- _PASSAGE PROVIDED_

To avoid build-up of ammonia to toxic levels in patients with nitrogen retention states, dietary intake of protein (a primary source of exogenous waste nitrogen) must be balanced by the patient's ability to eliminate excess ammonia. Dietary protein can be limited, but a healthy diet requires a significant amount of protein, particularly for growing children; thus in addition to controlling dietary protein intake, drugs that assist with elimination of nitrogen are used to reduce ammonia build-up (hyperammonemia). The capacity to eliminate excess ammonia in treated patients can be considered the sum of the patient's endogenous capacity for nitrogen elimination (if any) plus the amount of additional nitrogen-elimination capacity that is provided by a nitrogen scavenging drug. The methods of the invention use a variety of different drugs that reduce excess waste nitrogen and ammonia by converting it to readily-excreted forms, such as phenylacetyl glutamine (PAGN). In some embodiments, the invention relates to methods for determining or adjusting a dosage of an oral drug that forms PAA in vivo, which is converted into PAGN, which is then excreted in urine and thus helps eliminate excess nitrogen.

- _DATA EXTRACTS_
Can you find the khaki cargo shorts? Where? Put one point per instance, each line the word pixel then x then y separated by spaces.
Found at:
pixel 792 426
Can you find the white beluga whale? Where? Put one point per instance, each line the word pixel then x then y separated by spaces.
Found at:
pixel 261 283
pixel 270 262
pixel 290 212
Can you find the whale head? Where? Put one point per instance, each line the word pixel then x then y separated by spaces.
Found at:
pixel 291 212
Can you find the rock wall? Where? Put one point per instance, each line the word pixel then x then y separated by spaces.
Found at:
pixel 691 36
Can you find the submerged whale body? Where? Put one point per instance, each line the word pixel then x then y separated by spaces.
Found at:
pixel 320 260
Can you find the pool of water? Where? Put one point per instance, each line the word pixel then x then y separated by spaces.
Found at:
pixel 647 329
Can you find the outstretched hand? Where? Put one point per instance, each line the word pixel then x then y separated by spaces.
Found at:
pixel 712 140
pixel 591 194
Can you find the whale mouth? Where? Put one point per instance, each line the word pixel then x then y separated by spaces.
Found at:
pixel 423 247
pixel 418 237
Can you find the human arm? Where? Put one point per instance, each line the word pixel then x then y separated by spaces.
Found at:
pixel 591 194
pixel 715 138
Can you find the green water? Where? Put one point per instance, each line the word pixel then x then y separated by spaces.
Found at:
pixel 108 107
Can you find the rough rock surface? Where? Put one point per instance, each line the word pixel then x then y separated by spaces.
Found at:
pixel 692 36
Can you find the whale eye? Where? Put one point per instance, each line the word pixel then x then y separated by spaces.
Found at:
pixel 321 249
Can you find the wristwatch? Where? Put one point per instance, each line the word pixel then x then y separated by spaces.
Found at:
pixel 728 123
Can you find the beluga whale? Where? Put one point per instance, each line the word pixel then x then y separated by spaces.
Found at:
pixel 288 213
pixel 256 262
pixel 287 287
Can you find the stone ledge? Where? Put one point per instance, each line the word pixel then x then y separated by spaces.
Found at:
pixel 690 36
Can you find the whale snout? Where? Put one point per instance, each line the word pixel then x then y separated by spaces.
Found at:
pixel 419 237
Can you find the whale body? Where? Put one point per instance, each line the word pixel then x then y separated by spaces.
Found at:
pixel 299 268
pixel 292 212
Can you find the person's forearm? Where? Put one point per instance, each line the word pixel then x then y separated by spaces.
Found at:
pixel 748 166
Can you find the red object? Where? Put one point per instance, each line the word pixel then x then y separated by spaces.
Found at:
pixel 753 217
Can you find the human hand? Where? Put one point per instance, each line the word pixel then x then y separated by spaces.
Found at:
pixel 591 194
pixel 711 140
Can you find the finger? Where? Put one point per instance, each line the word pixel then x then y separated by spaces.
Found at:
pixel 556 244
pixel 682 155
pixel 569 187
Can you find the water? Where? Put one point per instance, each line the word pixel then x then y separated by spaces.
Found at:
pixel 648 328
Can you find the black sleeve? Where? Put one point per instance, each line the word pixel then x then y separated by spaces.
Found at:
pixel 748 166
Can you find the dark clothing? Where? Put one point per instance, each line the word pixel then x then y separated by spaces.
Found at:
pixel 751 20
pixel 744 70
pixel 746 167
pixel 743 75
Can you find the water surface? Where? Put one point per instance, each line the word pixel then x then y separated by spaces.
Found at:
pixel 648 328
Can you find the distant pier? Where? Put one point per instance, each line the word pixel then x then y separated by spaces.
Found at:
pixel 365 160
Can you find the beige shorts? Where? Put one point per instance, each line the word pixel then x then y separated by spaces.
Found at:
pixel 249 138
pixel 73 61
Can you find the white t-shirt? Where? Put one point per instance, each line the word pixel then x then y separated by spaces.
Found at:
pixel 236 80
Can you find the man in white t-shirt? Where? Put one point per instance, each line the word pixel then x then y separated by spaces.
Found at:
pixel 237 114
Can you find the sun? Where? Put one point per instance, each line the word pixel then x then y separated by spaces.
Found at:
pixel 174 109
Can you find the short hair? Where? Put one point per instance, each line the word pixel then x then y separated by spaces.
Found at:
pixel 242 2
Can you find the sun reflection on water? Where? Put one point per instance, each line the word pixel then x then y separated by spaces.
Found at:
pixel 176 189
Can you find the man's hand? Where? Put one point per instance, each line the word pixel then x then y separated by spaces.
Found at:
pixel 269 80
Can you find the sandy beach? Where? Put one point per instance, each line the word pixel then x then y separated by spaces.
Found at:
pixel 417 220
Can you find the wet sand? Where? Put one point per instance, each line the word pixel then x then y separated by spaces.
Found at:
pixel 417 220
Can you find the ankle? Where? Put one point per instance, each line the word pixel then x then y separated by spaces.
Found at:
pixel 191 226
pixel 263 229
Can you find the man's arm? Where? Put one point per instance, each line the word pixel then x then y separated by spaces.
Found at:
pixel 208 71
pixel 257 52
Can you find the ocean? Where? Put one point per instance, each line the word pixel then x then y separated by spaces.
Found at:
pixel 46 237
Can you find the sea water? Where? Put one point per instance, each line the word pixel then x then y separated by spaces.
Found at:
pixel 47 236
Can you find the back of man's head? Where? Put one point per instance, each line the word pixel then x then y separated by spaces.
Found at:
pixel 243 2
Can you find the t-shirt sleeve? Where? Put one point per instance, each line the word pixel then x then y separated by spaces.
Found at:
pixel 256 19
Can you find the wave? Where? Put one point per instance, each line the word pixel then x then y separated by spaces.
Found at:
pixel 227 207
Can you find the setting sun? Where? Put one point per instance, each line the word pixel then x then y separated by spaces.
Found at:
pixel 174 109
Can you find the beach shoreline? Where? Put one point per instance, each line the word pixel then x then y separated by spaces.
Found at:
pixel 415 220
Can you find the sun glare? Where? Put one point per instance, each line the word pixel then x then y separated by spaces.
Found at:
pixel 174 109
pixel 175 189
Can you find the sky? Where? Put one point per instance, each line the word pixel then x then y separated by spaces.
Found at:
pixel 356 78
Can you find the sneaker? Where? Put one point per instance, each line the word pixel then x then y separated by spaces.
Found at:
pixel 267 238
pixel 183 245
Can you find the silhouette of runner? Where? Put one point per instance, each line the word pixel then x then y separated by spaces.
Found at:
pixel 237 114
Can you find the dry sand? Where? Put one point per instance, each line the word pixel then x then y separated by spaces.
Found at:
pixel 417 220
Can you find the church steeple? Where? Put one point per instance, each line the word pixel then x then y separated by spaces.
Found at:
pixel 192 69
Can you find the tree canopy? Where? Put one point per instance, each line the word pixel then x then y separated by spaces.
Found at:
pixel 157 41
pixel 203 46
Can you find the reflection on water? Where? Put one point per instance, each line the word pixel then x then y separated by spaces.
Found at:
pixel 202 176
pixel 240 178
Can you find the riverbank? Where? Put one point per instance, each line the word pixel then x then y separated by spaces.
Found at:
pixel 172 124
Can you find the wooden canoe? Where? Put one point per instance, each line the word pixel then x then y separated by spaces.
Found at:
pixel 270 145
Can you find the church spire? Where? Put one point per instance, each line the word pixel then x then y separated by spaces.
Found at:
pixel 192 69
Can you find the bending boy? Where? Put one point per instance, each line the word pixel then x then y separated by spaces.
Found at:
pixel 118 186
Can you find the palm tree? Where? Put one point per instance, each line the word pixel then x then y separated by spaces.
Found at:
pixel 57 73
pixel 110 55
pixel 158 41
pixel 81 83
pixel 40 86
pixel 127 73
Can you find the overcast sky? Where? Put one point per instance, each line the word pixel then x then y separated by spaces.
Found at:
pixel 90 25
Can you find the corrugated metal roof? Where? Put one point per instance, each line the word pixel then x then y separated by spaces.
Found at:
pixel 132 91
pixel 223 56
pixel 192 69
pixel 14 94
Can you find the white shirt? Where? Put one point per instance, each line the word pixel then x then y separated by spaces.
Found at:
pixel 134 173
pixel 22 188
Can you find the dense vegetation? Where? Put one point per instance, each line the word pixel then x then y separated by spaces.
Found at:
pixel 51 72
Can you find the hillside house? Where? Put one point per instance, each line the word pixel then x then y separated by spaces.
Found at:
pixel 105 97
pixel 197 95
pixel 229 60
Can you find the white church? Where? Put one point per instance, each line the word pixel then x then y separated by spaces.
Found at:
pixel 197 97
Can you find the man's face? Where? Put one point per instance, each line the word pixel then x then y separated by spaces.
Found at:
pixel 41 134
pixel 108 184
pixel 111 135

- _WHAT YOU NEED TO DO_
1. According to the passage on ammonia build-up, what is a primary source of exogenous waste nitrogen?
2. In the passage on ammonia build-up, list in order the steps by which the oral drug leads to nitrogen leaving the body.

- _EXERCISE SOLUTIONS_
1. Dietary protein.

2.
1. The oral drug forms PAA in vivo.
2. The PAA is converted into PAGN.
3. The PAGN is excreted in urine.